| What to produce |
The required answer is a copy of each line in the entries below that includes "building".

── Source material ──

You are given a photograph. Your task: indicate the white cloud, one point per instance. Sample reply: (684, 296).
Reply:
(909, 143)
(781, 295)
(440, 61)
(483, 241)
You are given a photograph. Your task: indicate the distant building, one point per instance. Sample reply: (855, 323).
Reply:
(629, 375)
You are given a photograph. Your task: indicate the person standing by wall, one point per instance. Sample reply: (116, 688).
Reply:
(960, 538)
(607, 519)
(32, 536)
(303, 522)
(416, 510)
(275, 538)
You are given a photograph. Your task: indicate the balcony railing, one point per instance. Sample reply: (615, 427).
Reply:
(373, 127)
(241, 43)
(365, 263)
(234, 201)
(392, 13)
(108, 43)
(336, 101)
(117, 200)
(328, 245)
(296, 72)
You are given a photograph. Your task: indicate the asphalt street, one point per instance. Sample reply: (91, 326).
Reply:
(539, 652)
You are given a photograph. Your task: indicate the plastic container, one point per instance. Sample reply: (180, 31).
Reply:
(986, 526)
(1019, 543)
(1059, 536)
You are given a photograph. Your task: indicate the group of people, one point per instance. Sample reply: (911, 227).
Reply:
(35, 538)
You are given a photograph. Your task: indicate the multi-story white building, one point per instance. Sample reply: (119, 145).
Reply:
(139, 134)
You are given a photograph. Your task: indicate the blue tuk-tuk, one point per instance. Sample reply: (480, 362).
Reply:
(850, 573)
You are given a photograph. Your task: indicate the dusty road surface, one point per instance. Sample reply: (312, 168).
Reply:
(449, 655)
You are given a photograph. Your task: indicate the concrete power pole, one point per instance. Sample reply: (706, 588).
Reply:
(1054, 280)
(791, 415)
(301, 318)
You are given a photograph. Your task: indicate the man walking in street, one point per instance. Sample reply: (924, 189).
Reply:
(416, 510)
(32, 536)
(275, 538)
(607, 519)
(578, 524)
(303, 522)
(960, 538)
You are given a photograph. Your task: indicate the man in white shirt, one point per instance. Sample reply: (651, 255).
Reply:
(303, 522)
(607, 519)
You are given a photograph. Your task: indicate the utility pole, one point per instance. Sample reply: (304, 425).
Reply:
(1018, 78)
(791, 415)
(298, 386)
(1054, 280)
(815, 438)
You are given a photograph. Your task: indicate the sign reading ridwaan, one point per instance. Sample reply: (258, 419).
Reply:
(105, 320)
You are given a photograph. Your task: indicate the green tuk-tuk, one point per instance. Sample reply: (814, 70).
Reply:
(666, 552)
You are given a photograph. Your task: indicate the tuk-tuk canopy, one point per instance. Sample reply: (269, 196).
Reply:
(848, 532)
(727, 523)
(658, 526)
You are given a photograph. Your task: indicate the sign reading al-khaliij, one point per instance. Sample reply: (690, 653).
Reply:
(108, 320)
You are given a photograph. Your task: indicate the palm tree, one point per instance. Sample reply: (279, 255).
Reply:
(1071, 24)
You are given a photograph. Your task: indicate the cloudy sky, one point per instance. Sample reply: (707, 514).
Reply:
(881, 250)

───
── Source material ──

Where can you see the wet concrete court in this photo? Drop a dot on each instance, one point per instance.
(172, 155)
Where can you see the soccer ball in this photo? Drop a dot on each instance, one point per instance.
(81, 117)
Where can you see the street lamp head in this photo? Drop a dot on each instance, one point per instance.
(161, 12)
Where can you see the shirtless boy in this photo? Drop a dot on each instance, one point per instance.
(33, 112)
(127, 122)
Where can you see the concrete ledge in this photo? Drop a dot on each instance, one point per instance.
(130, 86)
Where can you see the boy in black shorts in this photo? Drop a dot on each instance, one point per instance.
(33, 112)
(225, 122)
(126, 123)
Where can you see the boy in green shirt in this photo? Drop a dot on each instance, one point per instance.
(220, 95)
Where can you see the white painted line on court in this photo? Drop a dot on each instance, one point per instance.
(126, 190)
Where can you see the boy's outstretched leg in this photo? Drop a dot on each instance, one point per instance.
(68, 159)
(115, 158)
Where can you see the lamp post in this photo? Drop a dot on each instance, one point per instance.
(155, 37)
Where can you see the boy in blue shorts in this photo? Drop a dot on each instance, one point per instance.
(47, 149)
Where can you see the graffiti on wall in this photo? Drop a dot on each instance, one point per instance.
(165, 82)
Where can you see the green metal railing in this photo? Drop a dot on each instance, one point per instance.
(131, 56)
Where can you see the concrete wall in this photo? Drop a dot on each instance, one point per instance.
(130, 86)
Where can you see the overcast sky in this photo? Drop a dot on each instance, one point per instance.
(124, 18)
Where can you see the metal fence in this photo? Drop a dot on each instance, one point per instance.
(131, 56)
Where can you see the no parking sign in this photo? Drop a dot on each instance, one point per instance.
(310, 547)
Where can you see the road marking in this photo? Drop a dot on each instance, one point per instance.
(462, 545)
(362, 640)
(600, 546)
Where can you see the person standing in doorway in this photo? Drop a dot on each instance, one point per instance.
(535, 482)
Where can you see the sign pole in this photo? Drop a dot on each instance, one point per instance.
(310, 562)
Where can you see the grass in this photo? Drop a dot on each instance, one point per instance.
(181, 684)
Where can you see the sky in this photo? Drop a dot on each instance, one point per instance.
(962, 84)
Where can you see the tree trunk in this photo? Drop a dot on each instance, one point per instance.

───

| Written response |
You are given a photograph. Your task: indicate the distant building, one point per instance. Sample reply: (855, 323).
You are given a photograph. Your task: indicate the multi-story white building, one point per instance. Sample reply: (119, 145).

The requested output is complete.